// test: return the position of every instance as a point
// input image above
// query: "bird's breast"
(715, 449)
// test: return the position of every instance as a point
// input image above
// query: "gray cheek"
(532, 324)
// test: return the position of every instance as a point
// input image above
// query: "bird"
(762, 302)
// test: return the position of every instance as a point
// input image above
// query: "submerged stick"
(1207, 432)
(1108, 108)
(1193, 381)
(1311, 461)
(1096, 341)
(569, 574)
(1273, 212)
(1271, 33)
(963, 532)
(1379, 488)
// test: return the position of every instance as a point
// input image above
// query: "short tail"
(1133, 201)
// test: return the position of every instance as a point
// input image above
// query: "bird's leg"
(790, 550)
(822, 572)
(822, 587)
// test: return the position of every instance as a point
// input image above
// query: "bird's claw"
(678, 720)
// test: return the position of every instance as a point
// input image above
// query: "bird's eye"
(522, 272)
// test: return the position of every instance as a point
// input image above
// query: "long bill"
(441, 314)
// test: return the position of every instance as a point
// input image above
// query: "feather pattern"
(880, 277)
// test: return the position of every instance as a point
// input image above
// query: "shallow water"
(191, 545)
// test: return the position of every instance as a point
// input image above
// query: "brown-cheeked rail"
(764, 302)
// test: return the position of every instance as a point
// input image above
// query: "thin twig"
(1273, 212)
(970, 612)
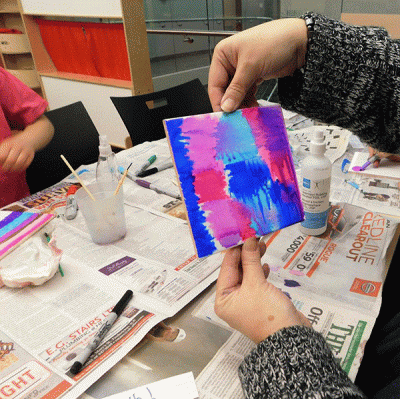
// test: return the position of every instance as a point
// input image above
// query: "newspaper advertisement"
(44, 328)
(377, 194)
(335, 280)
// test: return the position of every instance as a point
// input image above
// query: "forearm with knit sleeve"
(351, 79)
(295, 363)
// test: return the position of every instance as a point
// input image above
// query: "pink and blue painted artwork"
(236, 174)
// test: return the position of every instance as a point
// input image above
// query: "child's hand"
(16, 153)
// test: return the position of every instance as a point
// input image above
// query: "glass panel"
(187, 50)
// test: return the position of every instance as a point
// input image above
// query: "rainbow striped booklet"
(236, 175)
(16, 227)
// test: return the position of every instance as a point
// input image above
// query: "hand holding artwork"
(16, 154)
(247, 301)
(271, 50)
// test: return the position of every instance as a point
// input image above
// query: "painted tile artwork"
(236, 175)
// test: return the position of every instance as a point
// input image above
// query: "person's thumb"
(251, 262)
(235, 93)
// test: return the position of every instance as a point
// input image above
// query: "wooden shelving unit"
(63, 88)
(15, 51)
(132, 15)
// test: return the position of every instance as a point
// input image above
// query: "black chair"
(145, 124)
(75, 136)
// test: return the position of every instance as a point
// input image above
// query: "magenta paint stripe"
(26, 233)
(19, 227)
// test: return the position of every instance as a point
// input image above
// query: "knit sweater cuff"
(347, 69)
(295, 363)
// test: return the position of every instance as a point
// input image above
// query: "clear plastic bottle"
(316, 170)
(107, 168)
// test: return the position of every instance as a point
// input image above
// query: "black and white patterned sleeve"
(295, 363)
(351, 79)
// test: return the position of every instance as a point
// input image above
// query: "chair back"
(144, 122)
(75, 136)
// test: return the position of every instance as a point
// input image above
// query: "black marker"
(105, 327)
(156, 169)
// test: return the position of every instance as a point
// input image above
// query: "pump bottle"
(106, 169)
(316, 170)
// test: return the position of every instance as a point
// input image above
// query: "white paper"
(177, 387)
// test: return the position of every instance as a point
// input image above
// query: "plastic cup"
(105, 217)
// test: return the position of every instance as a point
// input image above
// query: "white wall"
(96, 8)
(96, 99)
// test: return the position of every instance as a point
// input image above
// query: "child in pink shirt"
(23, 131)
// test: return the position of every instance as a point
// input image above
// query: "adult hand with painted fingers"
(247, 301)
(380, 155)
(268, 51)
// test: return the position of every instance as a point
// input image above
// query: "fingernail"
(251, 244)
(228, 105)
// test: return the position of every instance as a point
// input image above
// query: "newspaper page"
(44, 328)
(335, 280)
(377, 194)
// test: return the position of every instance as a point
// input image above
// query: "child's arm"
(17, 151)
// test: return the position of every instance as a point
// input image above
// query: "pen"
(105, 327)
(147, 164)
(156, 169)
(370, 161)
(151, 186)
(71, 206)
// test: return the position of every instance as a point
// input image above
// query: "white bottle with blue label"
(316, 170)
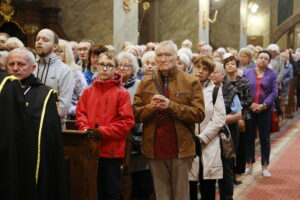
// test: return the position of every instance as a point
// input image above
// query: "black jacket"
(16, 144)
(49, 164)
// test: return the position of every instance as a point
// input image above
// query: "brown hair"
(95, 49)
(205, 60)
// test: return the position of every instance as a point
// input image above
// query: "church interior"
(222, 23)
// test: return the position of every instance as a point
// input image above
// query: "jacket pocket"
(183, 97)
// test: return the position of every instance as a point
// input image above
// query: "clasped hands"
(159, 102)
(94, 133)
(257, 108)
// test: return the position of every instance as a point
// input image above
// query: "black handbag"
(226, 142)
(197, 142)
(195, 138)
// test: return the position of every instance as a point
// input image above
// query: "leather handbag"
(241, 124)
(226, 142)
(275, 122)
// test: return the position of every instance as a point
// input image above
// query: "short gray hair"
(166, 43)
(4, 54)
(188, 43)
(131, 57)
(24, 50)
(273, 47)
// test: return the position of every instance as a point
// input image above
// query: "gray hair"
(148, 55)
(25, 51)
(207, 47)
(131, 57)
(246, 51)
(167, 43)
(4, 54)
(273, 47)
(188, 43)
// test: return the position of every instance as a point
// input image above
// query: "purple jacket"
(269, 85)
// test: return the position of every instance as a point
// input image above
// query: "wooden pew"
(81, 158)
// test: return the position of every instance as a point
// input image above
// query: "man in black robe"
(16, 145)
(42, 101)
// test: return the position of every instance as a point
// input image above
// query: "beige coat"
(215, 117)
(186, 107)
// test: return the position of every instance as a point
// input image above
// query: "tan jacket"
(215, 117)
(186, 107)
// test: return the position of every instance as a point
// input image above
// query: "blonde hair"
(69, 57)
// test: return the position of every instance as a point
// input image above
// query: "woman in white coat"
(208, 168)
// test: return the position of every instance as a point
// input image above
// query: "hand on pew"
(94, 132)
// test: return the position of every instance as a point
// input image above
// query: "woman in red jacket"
(104, 110)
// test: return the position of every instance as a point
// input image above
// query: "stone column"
(203, 20)
(243, 22)
(125, 24)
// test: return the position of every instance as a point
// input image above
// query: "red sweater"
(106, 105)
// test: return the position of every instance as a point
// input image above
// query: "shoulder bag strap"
(215, 93)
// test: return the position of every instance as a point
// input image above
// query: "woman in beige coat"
(208, 168)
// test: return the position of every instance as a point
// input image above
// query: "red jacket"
(106, 105)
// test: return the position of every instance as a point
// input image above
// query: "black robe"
(51, 181)
(16, 144)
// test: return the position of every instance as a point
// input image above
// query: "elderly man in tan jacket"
(169, 103)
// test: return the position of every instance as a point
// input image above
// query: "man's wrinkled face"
(165, 58)
(83, 50)
(19, 65)
(44, 43)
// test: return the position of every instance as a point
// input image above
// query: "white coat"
(215, 117)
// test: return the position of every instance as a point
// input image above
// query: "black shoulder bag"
(226, 142)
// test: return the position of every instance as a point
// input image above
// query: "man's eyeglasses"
(107, 66)
(125, 66)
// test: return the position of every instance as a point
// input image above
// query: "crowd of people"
(160, 99)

☆ ☆ ☆ ☆ ☆ ☆ ☆

* What to produce
Reproduce every entry above exactly, and omit the pictures.

* Solution to the problem
// test: return the position of every instance as a point
// input image above
// query: "bird's breast"
(715, 449)
// test: return the position of every instance as a point
// input image above
// query: "gray cheek"
(532, 324)
// test: return the position of every instance as a point
// input image above
// query: "bird"
(762, 302)
// test: return the position of every instance as a point
// input image above
// query: "submerged stick"
(1207, 432)
(1108, 108)
(1193, 381)
(1311, 461)
(1096, 341)
(569, 574)
(1273, 212)
(1271, 33)
(963, 532)
(1379, 488)
// test: return the position of every instance as a point
// input image above
// query: "short tail"
(1133, 201)
// test: return the position of every instance as a point
// input image above
// query: "bird's leg"
(790, 550)
(822, 572)
(822, 587)
// test: return the position of every instance as a point
// input image above
// query: "bird's claw"
(678, 720)
// test: return the position of every instance as a point
// input image above
// query: "bird's eye"
(522, 272)
// test: return the position of every instance as a point
// input image above
// query: "long bill"
(441, 314)
// test: return the position of every instance as a point
// input image above
// query: "feather pattern"
(880, 277)
// test: return the position of every instance as a point
// input image above
// query: "shallow water"
(191, 545)
// test: return the position of every instance as a point
// input image above
// query: "brown-cheeked rail"
(764, 302)
// test: return the position of every instance as a point
// input image above
// query: "thin twig"
(1273, 212)
(970, 612)
// test: return the position of every instance as a point
// input image above
// query: "newspaper advertisement"
(44, 328)
(377, 194)
(335, 280)
// test: return the position of every instance as a point
// input image above
// query: "forearm with knit sleeve"
(351, 79)
(295, 363)
// test: return the position of every instance as a point
// input image above
// query: "pink and blue painted artwork"
(236, 174)
// test: return the position of every instance as a point
// input image above
// query: "child's hand"
(16, 153)
// test: return the position of every instance as a point
// input image above
// query: "glass panel"
(187, 50)
// test: return the position of every instance as a point
// input image above
// query: "rainbow striped booklet"
(236, 175)
(16, 227)
// test: return the position of every instance as a point
// input image above
// query: "hand holding artwork"
(16, 154)
(247, 301)
(271, 50)
// test: return the position of every instance as a point
// input image above
// query: "painted tile artwork"
(236, 175)
// test: return the position of every instance as a point
// input image above
// query: "person's thumb"
(251, 262)
(235, 93)
// test: return the position of every instance as a point
// input image above
// query: "wooden shelving unit"
(63, 88)
(15, 51)
(132, 15)
// test: return the position of every instance as a point
// input image above
// query: "black chair"
(145, 124)
(75, 136)
// test: return the position of every instance as a point
// input image above
// query: "magenta paint stripe"
(26, 233)
(19, 227)
// test: return the position of every instance as a point
// input image above
// query: "knit sweater cuff"
(347, 69)
(295, 363)
// test: return the position of every instance as a point
// input image above
// query: "clear plastic bottle"
(316, 170)
(107, 168)
// test: return the position of every instance as a point
// input image above
// query: "black and white patterned sleeve"
(295, 363)
(351, 79)
// test: return the position of every instance as a point
// input image above
// query: "chair back"
(144, 122)
(75, 136)
// test: return the position of every instance as a point
// input image above
// query: "black marker"
(105, 327)
(156, 169)
// test: return the position of every instance as a point
// input image above
// query: "pump bottle"
(106, 169)
(316, 170)
// test: return the position of every instance as a point
// input image above
// query: "white paper"
(177, 387)
// test: return the position of every instance as a point
// input image above
// query: "plastic cup"
(105, 217)
// test: return the position of every instance as a point
// input image above
// query: "white wall"
(96, 8)
(96, 99)
// test: return the position of every instance as a point
// input image above
// query: "child in pink shirt"
(23, 131)
// test: return the position of every instance as a point
// input image above
// query: "adult hand with painted fingers"
(247, 301)
(380, 155)
(268, 51)
// test: return the position of every instance as a point
// input image above
// query: "fingernail"
(251, 244)
(228, 105)
// test: return the position of every instance as a point
// input image above
// query: "newspaper page"
(44, 328)
(335, 280)
(377, 194)
// test: return the position of every instance as a point
// input image above
// query: "child's arm"
(17, 151)
// test: return the position of every instance as a point
// input image above
// query: "pen"
(105, 327)
(147, 164)
(156, 169)
(370, 161)
(151, 186)
(71, 206)
// test: return the position of every instance as a point
// input image above
// query: "white bottle with blue label"
(316, 170)
// test: return the position of every instance as a point
// input image above
// query: "black jacket"
(16, 144)
(49, 164)
// test: return the position of every instance as a point
// input image above
// query: "brown hair"
(95, 49)
(205, 60)
// test: return the position of every instance as a point
// input image above
// query: "church interior"
(222, 23)
// test: return the position of every instance as a point
// input image above
// query: "jacket pocket"
(183, 97)
// test: return the position of every instance as a point
// input image above
// query: "clasped hands"
(159, 102)
(94, 133)
(257, 108)
// test: return the position of every instance as a point
// input image above
// query: "black handbag"
(226, 142)
(197, 142)
(195, 138)
// test: return the position of every instance as a point
// input image above
// query: "leather handbag"
(241, 124)
(226, 142)
(275, 122)
// test: return the position of every instance as a point
// input image above
// query: "short gray hair"
(166, 43)
(4, 54)
(188, 43)
(131, 57)
(24, 50)
(273, 47)
// test: return the position of every instance as a point
// input image above
// query: "gray hair"
(148, 55)
(25, 51)
(207, 47)
(131, 57)
(246, 51)
(167, 43)
(4, 54)
(273, 47)
(188, 43)
// test: return the position of every instance as a point
// input image above
// query: "purple jacket"
(269, 85)
// test: return the position of every instance as a point
// input image above
// query: "wooden pew"
(81, 158)
// test: return the position of every instance as a point
// input image above
// query: "man in black robe"
(16, 145)
(42, 101)
// test: return the position of every instance as a point
// input image above
// query: "beige coat"
(215, 117)
(186, 107)
// test: return the position of every instance as a point
// input image above
// query: "tan jacket"
(215, 117)
(186, 107)
// test: return the position of every instance as a point
// input image above
// query: "blonde hair"
(69, 57)
// test: return the position of every instance as a point
// input image above
// query: "woman in white coat"
(208, 168)
// test: return the position of every instance as a point
// input image above
// query: "hand on pew"
(94, 132)
// test: return the position of every instance as a point
// input image above
// query: "woman in red jacket"
(104, 110)
// test: return the position of every instance as a point
// input image above
// query: "stone column"
(203, 20)
(243, 22)
(125, 24)
// test: return the position of every instance as a point
// input image above
// query: "red sweater"
(106, 105)
// test: return the position of every instance as a point
// input image above
// query: "shoulder bag strap"
(215, 93)
// test: return the position of every instance as a point
// input image above
// query: "woman in beige coat"
(208, 168)
// test: return the position of every instance as a point
// input image above
// query: "red jacket"
(106, 105)
// test: return the position of every instance as a point
// input image above
// query: "black robe"
(51, 181)
(16, 144)
// test: return the position of every instance as a point
// input image above
// query: "elderly man in tan jacket"
(169, 103)
// test: return the position of every instance as a point
// input image above
// query: "man's wrinkled face"
(165, 58)
(83, 50)
(19, 65)
(44, 43)
// test: return the position of every instance as a point
// input image above
// query: "white coat"
(215, 117)
// test: return the position of every instance as a point
// input image above
// query: "black shoulder bag"
(226, 142)
// test: return the position of every instance as a point
// input image above
// query: "man's eyeglasses"
(107, 66)
(125, 66)
// test: return the position of every instance as a point
// input image above
// query: "crowd of people"
(160, 99)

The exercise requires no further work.